SOURCE PASSAGE.
Loads of Learned Lumber

Saturday, January 7, 2012

Ben Lerner, _Leaving the Atocha Station_

A BRILLIANT SHORT novel, perhaps of autobiographical inspiration, since Lerner himself grew up in Kansas, went to an Ivy League school, and did a Fulbright year in Spain, and the novel's narrator, Adam Gordon, grew up in Kansas, went to an Ivy League school, and has a grant to live in Spain for a year and write a long poem about the Spanish Civil War... except that Adam, a good Ashberyean, does not believe poems are "about" anything, so the idea that the book is "about" Lerner himself may be a red herring.

The novel could hardly be more convincing, though. It feels as knobbily real as anyone could wish, Ashbery notwithstanding. Lerner makes little to no effort to make Adam Gordon likeable, even in a roguish bad-boy way. He's a bit self-absorbed, not always honest, and given to pretending he understands more of what his Spanish interlocutors are saying than he really does. (Hilariously, Lerner often gives several versions of what a Spanish character just said.)

WHAT THE TASK ASKS. In the book review, list each trait of Adam Gordon named in the sentence that begins "He's a bit self-absorbed". The data items that come next have nothing to do with the book review.

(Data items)
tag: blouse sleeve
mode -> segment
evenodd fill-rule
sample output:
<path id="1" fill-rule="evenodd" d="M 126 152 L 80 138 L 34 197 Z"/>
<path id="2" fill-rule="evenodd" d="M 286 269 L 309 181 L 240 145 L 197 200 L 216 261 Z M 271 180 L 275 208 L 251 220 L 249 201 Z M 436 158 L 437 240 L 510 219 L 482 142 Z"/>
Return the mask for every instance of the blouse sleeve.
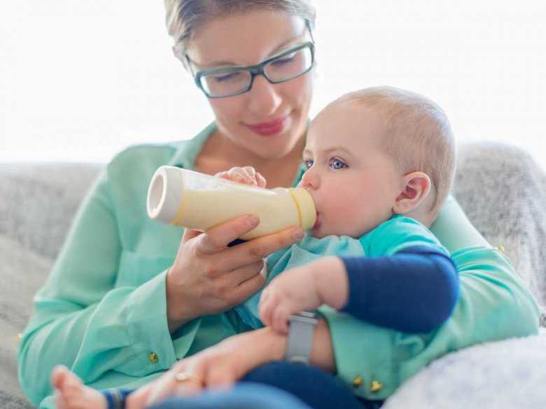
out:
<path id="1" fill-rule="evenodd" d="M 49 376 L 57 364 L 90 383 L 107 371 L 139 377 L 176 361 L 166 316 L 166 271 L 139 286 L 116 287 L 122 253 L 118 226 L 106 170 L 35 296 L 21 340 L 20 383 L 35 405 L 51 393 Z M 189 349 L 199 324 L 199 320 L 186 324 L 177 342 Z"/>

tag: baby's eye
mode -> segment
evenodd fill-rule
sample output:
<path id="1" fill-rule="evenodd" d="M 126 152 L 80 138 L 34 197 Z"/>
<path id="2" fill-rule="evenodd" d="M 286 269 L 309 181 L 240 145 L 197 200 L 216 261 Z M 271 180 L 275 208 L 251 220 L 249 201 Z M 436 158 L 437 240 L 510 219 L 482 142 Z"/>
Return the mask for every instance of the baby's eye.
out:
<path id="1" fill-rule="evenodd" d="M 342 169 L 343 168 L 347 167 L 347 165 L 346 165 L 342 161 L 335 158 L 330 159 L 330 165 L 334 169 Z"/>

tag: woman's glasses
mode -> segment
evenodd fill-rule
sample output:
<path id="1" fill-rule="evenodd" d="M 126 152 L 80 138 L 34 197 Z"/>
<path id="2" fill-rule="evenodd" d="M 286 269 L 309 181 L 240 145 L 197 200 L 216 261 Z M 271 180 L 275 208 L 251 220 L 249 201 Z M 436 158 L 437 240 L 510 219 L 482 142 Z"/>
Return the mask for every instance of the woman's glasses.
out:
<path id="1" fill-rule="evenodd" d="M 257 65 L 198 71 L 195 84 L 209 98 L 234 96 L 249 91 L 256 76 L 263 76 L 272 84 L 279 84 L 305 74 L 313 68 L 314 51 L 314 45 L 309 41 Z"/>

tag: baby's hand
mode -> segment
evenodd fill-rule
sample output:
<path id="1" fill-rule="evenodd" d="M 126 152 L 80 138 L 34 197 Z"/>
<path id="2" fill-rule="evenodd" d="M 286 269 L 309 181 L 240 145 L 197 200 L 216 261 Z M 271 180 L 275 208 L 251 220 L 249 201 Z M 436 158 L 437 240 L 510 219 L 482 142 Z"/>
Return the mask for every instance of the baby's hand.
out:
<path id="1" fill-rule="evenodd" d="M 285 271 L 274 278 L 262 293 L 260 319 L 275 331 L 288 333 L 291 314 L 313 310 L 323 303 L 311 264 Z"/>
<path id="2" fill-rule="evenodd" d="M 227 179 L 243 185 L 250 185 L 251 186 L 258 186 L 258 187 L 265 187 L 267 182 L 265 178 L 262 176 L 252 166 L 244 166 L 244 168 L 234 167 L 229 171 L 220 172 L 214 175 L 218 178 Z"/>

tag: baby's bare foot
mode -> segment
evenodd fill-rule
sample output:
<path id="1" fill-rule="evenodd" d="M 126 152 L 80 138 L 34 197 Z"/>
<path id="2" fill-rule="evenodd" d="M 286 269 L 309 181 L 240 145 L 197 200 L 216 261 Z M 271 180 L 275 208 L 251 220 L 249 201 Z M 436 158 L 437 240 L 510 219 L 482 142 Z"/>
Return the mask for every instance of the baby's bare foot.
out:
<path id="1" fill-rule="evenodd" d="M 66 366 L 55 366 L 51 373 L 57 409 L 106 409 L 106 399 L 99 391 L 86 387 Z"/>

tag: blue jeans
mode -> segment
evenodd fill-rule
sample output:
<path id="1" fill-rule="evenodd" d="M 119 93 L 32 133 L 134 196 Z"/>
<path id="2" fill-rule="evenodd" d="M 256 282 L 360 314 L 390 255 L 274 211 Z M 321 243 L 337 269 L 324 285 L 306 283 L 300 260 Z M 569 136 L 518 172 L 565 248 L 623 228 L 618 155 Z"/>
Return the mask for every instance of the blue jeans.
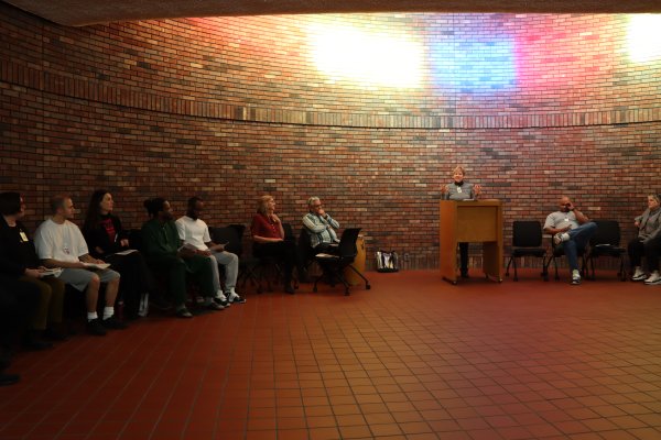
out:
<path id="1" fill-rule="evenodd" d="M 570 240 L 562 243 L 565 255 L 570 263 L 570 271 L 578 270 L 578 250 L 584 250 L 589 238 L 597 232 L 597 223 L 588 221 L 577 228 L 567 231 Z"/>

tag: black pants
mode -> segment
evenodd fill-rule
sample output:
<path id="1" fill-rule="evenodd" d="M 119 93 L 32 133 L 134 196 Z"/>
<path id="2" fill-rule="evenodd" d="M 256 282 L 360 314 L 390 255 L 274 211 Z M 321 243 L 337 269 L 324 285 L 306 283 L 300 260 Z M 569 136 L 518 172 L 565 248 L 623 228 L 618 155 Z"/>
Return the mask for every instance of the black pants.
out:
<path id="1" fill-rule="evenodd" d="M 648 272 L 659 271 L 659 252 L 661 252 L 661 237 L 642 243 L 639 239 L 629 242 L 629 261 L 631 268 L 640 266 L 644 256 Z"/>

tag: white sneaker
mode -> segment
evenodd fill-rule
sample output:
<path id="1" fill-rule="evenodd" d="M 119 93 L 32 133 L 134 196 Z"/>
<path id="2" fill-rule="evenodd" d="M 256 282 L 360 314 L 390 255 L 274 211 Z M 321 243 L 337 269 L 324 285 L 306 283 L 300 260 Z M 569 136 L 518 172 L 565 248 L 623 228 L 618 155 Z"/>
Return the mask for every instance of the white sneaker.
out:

ANSWER BOX.
- A bit self-absorbed
- Not always honest
- Given to pretending he understands more of what his Spanish interlocutors are saying than he really does